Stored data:

◆ ◆ ◆

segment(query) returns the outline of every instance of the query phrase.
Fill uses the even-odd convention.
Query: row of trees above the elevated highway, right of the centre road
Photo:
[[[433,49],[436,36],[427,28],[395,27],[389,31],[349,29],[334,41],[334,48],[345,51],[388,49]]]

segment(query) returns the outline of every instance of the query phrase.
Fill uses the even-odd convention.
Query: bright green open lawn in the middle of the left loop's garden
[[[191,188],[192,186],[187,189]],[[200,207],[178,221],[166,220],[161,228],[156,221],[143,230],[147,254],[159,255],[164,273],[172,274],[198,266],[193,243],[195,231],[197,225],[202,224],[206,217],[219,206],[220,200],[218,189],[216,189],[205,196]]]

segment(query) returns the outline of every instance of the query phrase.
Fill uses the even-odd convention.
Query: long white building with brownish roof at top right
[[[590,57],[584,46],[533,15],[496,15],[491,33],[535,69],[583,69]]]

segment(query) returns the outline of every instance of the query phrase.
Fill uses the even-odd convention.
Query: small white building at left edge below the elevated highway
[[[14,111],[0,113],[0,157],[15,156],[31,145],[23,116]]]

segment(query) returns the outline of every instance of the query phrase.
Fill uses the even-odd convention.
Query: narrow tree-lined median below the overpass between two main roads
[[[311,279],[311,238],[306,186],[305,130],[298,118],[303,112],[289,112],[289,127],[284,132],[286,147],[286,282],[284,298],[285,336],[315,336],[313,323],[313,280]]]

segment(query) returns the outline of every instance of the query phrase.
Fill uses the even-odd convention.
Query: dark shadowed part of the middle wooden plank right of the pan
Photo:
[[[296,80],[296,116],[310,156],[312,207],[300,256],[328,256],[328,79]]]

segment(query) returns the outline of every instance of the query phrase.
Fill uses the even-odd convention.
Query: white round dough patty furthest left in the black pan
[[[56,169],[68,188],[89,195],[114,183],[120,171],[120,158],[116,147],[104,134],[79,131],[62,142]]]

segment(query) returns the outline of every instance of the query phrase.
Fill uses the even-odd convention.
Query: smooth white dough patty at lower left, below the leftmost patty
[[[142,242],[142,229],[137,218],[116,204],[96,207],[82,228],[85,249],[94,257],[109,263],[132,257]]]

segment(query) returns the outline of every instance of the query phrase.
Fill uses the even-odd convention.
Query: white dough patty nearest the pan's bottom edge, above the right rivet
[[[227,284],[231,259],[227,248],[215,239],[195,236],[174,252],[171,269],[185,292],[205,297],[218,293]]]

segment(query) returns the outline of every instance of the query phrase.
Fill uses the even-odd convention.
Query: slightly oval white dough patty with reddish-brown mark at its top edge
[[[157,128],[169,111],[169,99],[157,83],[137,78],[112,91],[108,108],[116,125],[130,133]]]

◆ ◆ ◆

**WHAT YOU WILL DO:**
Transcribe the data word for word.

**RESPONSE:**
segment(query) returns the outline of every instance of the query phrase.
Fill uses the even-odd convention.
Query: row of trees above the elevated highway, right of the centre road
Photo:
[[[433,49],[436,36],[427,28],[395,27],[389,31],[349,29],[334,41],[334,48],[345,51],[388,49]]]

segment(query) returns the outline of every instance of the query phrase.
Fill uses the even-odd convention.
Query: bright green open lawn in the middle of the left loop's garden
[[[191,188],[192,186],[187,189]],[[200,207],[178,221],[166,220],[161,228],[156,221],[143,230],[147,254],[159,255],[164,273],[172,274],[198,266],[193,243],[195,231],[197,225],[202,224],[206,217],[219,206],[220,200],[218,189],[216,189],[205,196]]]

segment(query) returns the outline of every instance of the query phrase.
Fill uses the even-odd convention.
Query: long white building with brownish roof at top right
[[[590,57],[584,46],[533,15],[496,15],[491,33],[535,69],[583,69]]]

segment(query) returns the outline of every instance of the query phrase.
Fill uses the even-odd convention.
Query: small white building at left edge below the elevated highway
[[[14,111],[0,113],[0,157],[15,156],[31,145],[23,116]]]

segment(query) returns the outline of every instance of the query phrase.
Fill uses the even-odd convention.
Query: narrow tree-lined median below the overpass between two main roads
[[[311,279],[311,238],[306,186],[305,130],[298,118],[303,112],[289,112],[289,127],[284,132],[286,147],[286,282],[284,298],[285,336],[315,336],[313,323],[313,280]]]

segment(query) returns the outline of every instance of the query phrase.
Fill uses the even-odd convention.
Query: dark shadowed part of the middle wooden plank right of the pan
Photo:
[[[296,80],[296,116],[310,156],[312,207],[300,256],[328,256],[328,79]]]

segment(query) returns the outline of every instance of the query phrase.
Fill uses the even-odd convention.
Query: white round dough patty furthest left in the black pan
[[[56,169],[68,188],[89,195],[114,183],[120,171],[120,158],[116,147],[104,134],[79,131],[62,142]]]

segment(query) returns the outline of every instance of the query phrase.
Fill uses the even-odd convention.
Query: smooth white dough patty at lower left, below the leftmost patty
[[[142,242],[142,229],[137,218],[116,204],[96,207],[82,228],[85,249],[94,257],[109,263],[132,257]]]

segment(query) returns the outline of every instance of the query phrase.
Fill uses the even-odd convention.
Query: white dough patty nearest the pan's bottom edge, above the right rivet
[[[227,284],[231,259],[227,248],[215,239],[195,236],[174,252],[171,269],[185,292],[205,297],[218,293]]]

segment(query) returns the outline of every instance of the query phrase.
Fill uses the even-odd convention.
Query: slightly oval white dough patty with reddish-brown mark at its top edge
[[[157,128],[169,111],[169,99],[157,83],[137,78],[112,91],[108,108],[116,125],[130,133]]]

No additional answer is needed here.